◆ **TASK DESCRIPTION**
Reproduce the data below verbatim, starting at its first line and ending with the line that contains "[[130,181],[118,120],[70,130],[91,186]]", including both of those lines.

[start of MATERIAL TO PROCESS]

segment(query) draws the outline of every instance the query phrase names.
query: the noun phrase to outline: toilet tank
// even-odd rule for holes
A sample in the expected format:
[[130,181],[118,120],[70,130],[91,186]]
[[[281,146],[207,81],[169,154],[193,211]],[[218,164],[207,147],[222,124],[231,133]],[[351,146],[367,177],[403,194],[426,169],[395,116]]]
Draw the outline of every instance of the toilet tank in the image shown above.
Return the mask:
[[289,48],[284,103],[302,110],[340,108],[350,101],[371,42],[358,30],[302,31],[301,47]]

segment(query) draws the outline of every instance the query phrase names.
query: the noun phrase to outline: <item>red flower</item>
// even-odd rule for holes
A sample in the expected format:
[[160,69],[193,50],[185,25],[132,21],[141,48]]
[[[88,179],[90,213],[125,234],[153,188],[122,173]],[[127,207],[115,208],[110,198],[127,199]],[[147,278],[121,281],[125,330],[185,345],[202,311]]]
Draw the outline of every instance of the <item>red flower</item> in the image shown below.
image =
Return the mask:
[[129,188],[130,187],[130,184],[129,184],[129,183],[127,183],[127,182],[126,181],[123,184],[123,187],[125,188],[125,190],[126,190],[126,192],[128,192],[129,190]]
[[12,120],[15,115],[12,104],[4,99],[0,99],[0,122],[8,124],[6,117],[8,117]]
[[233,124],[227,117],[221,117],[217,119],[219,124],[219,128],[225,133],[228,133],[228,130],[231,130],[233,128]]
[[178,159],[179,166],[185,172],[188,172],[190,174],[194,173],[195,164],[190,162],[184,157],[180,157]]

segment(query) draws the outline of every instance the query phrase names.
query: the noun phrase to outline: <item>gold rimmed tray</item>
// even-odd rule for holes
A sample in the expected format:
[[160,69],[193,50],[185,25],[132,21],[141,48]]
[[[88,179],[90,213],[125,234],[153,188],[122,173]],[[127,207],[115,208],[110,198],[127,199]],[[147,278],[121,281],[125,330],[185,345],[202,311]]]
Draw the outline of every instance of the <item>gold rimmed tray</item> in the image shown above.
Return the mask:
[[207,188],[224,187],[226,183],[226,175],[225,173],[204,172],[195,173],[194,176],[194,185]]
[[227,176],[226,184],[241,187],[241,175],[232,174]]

[end of MATERIAL TO PROCESS]

◆ **SOLUTION TO THIS TASK**
segment(query) draws the outline of every instance the query phrase names.
query: the noun phrase to outline: toilet tank
// even-odd rule for holes
A sample in the expected format:
[[130,181],[118,120],[70,130],[91,186]]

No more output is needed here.